● **Provided records**:

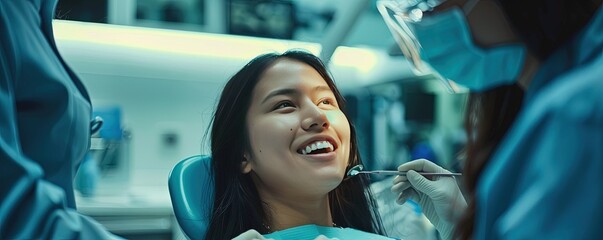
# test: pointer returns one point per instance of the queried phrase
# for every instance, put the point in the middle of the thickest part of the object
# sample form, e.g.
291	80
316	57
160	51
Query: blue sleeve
30	207
559	194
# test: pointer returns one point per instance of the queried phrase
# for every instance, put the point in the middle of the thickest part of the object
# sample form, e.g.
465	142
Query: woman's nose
314	119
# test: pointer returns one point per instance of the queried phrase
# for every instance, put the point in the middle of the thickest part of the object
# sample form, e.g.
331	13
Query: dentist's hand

● **Brief**:
Print every line of the entries above word for word, omitting the pictures.

● **Task output**:
# test: pointer returns one point per instance of the queried phrase
# for every instance, put the point in the middle of the thickest part of the object
# sample form, e.g.
291	80
316	57
160	51
Query: blue sleeve
30	207
559	194
# test: pointer returns one point per instance of the queried phrase
# for every instance, put the point in the middle of the thickest part of the object
# sample form, e.g.
465	142
Query: woman's nose
314	119
# test: pointer returns one point per instance of the queried phrase
# for every instance, put the point in the middle of the thickest part of the object
# sample form, e.g.
331	13
Query: dentist's hand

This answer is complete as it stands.